SOURCE INFORMATION:
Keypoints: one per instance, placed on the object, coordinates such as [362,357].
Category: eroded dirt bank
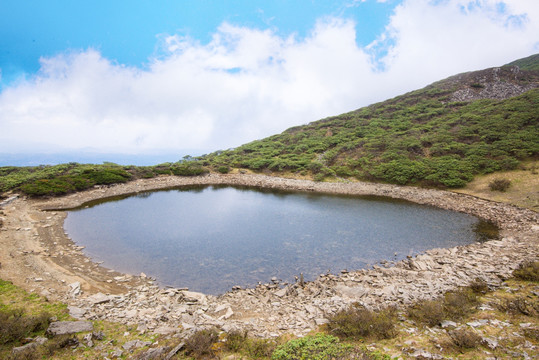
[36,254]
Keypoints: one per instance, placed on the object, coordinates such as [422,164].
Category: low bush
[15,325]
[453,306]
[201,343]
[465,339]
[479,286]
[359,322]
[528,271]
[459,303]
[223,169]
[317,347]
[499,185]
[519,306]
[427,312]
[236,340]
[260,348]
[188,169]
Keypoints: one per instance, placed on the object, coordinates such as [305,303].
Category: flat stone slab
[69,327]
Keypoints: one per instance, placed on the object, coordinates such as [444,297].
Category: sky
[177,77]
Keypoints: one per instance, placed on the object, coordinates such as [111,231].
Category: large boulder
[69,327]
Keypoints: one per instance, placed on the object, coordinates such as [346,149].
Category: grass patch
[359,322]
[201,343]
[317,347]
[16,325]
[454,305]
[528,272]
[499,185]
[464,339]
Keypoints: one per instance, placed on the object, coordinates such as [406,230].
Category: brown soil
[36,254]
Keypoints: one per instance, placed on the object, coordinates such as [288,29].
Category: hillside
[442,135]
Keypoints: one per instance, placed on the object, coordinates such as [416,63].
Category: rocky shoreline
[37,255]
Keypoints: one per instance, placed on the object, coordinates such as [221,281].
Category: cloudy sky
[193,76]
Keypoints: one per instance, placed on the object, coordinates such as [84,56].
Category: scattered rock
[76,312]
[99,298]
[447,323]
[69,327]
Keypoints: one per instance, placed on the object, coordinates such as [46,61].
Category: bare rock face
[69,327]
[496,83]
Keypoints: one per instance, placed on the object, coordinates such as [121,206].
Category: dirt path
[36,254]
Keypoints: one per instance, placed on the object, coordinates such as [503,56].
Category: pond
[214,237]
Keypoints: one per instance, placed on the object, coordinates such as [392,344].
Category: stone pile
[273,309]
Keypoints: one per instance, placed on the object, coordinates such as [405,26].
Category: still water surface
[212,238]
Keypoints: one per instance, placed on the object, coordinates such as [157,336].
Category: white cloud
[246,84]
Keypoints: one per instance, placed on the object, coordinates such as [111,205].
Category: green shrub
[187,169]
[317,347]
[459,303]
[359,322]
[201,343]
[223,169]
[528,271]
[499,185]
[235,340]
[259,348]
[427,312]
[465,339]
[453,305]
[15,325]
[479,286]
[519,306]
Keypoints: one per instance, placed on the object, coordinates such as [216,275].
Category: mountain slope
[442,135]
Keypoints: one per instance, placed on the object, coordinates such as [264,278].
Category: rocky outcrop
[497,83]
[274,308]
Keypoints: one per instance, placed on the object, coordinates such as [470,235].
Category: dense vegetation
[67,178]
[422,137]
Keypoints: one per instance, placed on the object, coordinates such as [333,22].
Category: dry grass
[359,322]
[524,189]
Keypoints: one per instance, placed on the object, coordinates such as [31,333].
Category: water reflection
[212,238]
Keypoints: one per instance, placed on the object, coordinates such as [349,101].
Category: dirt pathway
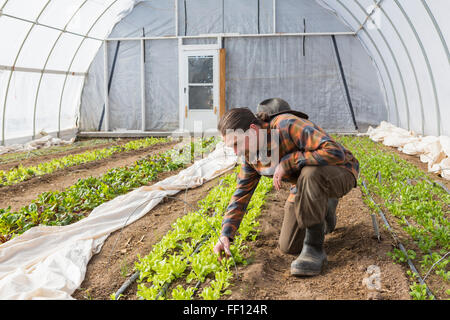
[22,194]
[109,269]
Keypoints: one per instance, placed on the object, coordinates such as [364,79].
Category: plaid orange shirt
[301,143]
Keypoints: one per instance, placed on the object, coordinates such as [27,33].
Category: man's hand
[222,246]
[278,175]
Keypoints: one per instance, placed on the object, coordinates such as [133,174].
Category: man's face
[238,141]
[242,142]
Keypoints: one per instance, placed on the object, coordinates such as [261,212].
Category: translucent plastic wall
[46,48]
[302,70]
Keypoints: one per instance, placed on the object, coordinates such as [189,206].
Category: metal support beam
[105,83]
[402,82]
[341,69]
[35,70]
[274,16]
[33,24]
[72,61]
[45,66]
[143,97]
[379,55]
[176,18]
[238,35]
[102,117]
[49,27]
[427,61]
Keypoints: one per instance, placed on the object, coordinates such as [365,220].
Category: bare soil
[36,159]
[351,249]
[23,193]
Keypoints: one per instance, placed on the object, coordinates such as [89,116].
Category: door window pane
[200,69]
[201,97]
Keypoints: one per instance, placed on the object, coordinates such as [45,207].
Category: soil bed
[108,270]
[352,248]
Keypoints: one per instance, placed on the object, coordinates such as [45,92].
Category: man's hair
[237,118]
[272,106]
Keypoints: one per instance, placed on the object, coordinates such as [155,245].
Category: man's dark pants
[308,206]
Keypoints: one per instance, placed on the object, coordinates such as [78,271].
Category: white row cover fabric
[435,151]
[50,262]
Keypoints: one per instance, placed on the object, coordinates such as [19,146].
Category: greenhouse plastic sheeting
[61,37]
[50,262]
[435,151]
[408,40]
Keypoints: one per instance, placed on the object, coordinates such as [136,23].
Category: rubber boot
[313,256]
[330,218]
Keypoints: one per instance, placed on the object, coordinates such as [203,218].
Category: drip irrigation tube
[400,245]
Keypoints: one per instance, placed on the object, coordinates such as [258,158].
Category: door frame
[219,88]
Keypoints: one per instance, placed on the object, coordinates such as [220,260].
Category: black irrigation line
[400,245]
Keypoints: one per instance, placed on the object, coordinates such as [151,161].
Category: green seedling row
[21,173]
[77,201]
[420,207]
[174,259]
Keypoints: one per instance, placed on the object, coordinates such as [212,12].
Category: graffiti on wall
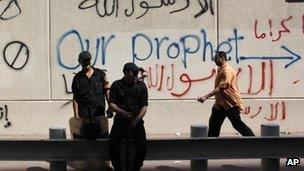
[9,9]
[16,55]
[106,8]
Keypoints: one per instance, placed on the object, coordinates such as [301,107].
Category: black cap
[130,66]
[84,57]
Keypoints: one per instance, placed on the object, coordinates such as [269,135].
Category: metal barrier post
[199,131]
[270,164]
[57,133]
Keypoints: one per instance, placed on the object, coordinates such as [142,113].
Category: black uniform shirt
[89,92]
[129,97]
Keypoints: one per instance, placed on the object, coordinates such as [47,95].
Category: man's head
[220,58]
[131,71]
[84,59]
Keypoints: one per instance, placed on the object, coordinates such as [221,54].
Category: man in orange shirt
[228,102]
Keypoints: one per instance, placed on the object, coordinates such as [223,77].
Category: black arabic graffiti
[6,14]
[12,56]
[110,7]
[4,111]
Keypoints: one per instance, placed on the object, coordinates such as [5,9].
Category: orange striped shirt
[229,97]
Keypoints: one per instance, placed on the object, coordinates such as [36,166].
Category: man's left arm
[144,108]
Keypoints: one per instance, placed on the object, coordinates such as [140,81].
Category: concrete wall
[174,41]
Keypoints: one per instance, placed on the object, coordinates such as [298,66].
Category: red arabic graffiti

EXERCISE INSTRUCTIONS: Go through the material above and output exactly the lines from the one containing "such as [46,61]." through the one containing "such as [333,22].".

SOLUTION BELOW:
Keypoints: one per instance, placed on the object, coordinates such as [46,61].
Category: bare rock face
[69,327]
[496,83]
Keypoints: one per instance, placed on the object, coordinates such as [121,206].
Category: dirt path
[36,254]
Keypoints: one per instance, placed on the object, coordinates such as [503,56].
Category: pond
[214,237]
Keypoints: one per instance, placed on the object, coordinates such as [392,344].
Category: stone pile
[273,309]
Keypoints: one per instance, placed on the object, coordinates such as [405,26].
Category: still water surface
[212,238]
Keypoints: one per instance, placed on the object, coordinates such as [157,336].
Category: white cloud
[246,84]
Keypoints: one per instance, placed on the object, coordinates such as [111,205].
Category: green shrub
[187,169]
[317,347]
[459,303]
[359,322]
[201,343]
[223,169]
[528,271]
[499,185]
[235,340]
[259,348]
[427,312]
[465,339]
[453,305]
[15,325]
[479,286]
[519,306]
Keypoints: one per instance, placed on the object, coordinates such as [216,275].
Category: mountain slope
[442,135]
Keypoints: one per instance, placed on the object, coordinates such as [264,278].
Category: rocky outcrop
[497,83]
[274,308]
Keypoints: one per instance, placed on the object, coordinates such as [470,235].
Category: dense vegetation
[67,178]
[422,137]
Keypoints: one per instance, placed on the object, coordinates such as [333,22].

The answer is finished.